[Extracted records]
☆ ☆ ☆

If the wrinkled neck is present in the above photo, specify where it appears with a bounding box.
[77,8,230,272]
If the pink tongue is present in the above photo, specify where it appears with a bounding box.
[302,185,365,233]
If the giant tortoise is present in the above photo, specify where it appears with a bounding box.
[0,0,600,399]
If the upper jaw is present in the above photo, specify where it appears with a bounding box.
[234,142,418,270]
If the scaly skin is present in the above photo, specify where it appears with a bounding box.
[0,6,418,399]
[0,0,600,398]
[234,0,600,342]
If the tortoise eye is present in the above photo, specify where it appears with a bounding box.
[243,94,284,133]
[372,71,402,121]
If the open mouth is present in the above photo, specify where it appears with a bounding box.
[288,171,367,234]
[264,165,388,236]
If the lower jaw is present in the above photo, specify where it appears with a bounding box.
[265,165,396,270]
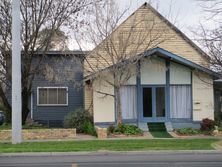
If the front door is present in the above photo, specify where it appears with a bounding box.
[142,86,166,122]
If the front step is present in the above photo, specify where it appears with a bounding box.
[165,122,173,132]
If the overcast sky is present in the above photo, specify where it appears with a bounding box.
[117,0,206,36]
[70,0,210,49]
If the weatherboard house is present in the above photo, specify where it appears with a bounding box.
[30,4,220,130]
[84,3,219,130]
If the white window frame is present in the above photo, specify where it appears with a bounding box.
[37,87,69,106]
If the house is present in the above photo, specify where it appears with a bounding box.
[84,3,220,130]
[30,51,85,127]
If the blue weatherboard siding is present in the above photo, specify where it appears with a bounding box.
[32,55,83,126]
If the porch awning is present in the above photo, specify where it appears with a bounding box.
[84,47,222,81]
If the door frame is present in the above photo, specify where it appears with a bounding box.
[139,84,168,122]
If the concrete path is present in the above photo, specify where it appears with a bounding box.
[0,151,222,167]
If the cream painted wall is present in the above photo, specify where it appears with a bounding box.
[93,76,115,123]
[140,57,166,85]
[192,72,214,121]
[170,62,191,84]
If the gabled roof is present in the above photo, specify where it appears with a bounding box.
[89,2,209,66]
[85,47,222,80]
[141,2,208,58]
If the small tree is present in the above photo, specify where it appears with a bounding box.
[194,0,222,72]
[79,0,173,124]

☆ ☆ ☆

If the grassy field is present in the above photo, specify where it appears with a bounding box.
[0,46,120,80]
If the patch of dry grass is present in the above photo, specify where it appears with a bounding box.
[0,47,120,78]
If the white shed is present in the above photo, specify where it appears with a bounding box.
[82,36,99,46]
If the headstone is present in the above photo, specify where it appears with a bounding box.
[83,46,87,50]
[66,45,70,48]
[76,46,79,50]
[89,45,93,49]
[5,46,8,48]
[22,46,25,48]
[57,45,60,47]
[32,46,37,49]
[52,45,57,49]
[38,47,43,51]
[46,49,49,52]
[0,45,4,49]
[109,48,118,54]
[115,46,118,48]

☆ ☆ ☆

# EXERCISE DIRECTIONS:
Pull out every line in the rows above that contains the word "tortoise", and copy each one in full.

# FINAL RESULT:
If the giant tortoise is present in the above photo, specify where it appears with a bounding box.
If the tortoise eye is present in the above photo, specify where it appears with a bounding box.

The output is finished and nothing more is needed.